▶ [Objective] Your task is to copy the material exactly.

▶ [Input rows]
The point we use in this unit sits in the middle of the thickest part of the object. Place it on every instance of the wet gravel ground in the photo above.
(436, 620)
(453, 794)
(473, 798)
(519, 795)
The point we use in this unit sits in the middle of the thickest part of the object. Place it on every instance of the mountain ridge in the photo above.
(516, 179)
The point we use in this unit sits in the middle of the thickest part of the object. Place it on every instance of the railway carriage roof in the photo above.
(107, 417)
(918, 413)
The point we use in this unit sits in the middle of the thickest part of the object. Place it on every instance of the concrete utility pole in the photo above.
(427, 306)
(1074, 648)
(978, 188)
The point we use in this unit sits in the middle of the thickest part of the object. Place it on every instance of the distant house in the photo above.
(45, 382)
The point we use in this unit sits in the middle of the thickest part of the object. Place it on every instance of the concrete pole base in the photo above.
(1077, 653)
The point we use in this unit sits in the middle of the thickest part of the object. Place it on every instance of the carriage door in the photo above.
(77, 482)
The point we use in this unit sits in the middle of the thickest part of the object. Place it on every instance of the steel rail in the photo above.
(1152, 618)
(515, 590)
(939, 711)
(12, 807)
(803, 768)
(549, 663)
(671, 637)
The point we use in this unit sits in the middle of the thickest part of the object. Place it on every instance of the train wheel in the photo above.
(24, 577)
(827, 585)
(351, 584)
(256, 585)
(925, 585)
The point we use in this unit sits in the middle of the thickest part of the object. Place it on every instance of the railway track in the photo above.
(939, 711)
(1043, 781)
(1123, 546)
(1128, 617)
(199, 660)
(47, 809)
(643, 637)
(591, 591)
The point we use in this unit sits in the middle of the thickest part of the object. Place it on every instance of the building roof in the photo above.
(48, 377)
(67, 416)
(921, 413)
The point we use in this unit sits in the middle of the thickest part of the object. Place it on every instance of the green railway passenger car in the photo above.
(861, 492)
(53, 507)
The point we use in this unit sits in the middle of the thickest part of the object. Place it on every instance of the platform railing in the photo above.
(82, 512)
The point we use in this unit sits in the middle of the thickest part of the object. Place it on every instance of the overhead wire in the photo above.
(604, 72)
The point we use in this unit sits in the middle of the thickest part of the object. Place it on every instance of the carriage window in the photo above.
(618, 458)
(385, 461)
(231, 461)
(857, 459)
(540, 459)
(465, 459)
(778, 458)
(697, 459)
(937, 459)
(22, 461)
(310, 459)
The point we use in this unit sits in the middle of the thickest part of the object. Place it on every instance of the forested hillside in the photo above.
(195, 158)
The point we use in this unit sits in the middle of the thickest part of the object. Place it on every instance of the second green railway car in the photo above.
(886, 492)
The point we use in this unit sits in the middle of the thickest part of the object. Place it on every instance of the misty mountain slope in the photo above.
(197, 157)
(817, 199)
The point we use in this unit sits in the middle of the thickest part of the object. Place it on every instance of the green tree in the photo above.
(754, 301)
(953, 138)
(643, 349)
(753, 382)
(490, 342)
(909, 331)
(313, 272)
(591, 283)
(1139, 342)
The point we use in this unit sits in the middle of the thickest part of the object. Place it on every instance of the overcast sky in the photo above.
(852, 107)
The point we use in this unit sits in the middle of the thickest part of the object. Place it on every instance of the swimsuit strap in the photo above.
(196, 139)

▶ [The reply]
The point we use in this unit sits in the middle of the thickest part of the object. Place it on every instance of the wet gravel ground in the photo above.
(436, 620)
(453, 794)
(473, 798)
(519, 795)
The point we use in this unit sits in the middle of the thickest part of the object. Place it on every instance of the mountain ridge in the photo above.
(516, 179)
The point we use in this unit sits in the middle of the thickest part of the object. Place it on every instance of the railway carriage roof in the photo above.
(107, 417)
(918, 413)
The point we use in this unit sits in the middle of the thickest part of the object. Place it on every instance of the concrete utility pole in the photo above.
(427, 306)
(1074, 648)
(978, 188)
The point we use in this unit sits in the middle of the thickest part of the object. Place it on every instance of the distant house in the photo above.
(45, 382)
The point we use in this unit sits in the middle of the thickest part of the object. Place it on every instance of the concrete pole base in the photo above.
(1077, 653)
The point we use in this unit sits in the middle of the thickest part of the object. Place it on every instance of the carriage door in the photo above.
(77, 482)
The point we use in this unit sits in the middle of the thickest part of the object. Place it on every instance of the steel rail in the photo above.
(1152, 618)
(515, 590)
(939, 711)
(12, 807)
(803, 768)
(549, 663)
(671, 637)
The point we use in this unit sits in the middle of the thickest part of the object. Place it on every instance of the train wheel in the photo above.
(24, 577)
(827, 585)
(351, 584)
(256, 585)
(925, 585)
The point we use in this unit sits in the middle of the thickest part of the object. Place it on every instance of the railway track in the photo above.
(939, 711)
(1043, 781)
(1123, 546)
(1128, 617)
(199, 660)
(47, 809)
(643, 637)
(591, 591)
The point we use in this unit sits in the middle of the thickest part of the object. Place it on every instance of the building roof in the photo above.
(48, 377)
(67, 416)
(921, 413)
The point we use in this unit sits in the middle of the thickest part of the object. Place it on every instance of the green railway passenger car in the photo above.
(861, 492)
(53, 507)
The point we use in this unit sits in the middle of the thickest part of the object. Place it on every instance of the platform railing in the photo above.
(82, 512)
The point we use in this unit sits in the middle of the thickest part of the object. Place it on every instance of the overhead wire in the photo above.
(604, 72)
The point we use in this unit sits in the middle of the thickest part of the object. Place it on every instance of the carriage window in the photo above.
(618, 458)
(385, 461)
(231, 461)
(857, 459)
(540, 459)
(465, 459)
(778, 458)
(697, 459)
(937, 459)
(22, 461)
(310, 459)
The point we use in this unit sits in the middle of the thickest part of the object. Place it on every instance of the forested hillside in the photo above.
(195, 158)
The point we use in this unit sits in the middle of the thickest part of the object. Place it on every instance of the second green railway car in the photo above.
(886, 492)
The point we use in this unit sits in the middle of the thickest part of the object. Place it on every instance of the misty mountain slope in the photo above.
(197, 157)
(817, 199)
The point we use in this unit sits in the middle of the thickest part of the object. Place it on every instance of the green tree in the photo above.
(754, 301)
(953, 138)
(643, 349)
(753, 382)
(490, 342)
(909, 331)
(313, 272)
(591, 283)
(1139, 342)
The point we use in this unit sits in the middle of the thickest part of the object. Place it on every instance of the overcast sky in the photo above.
(852, 107)
The point we use in this unit sits in the middle of the thickest part of the object. Place it on every instance of the swimsuit strap in the photo above.
(196, 139)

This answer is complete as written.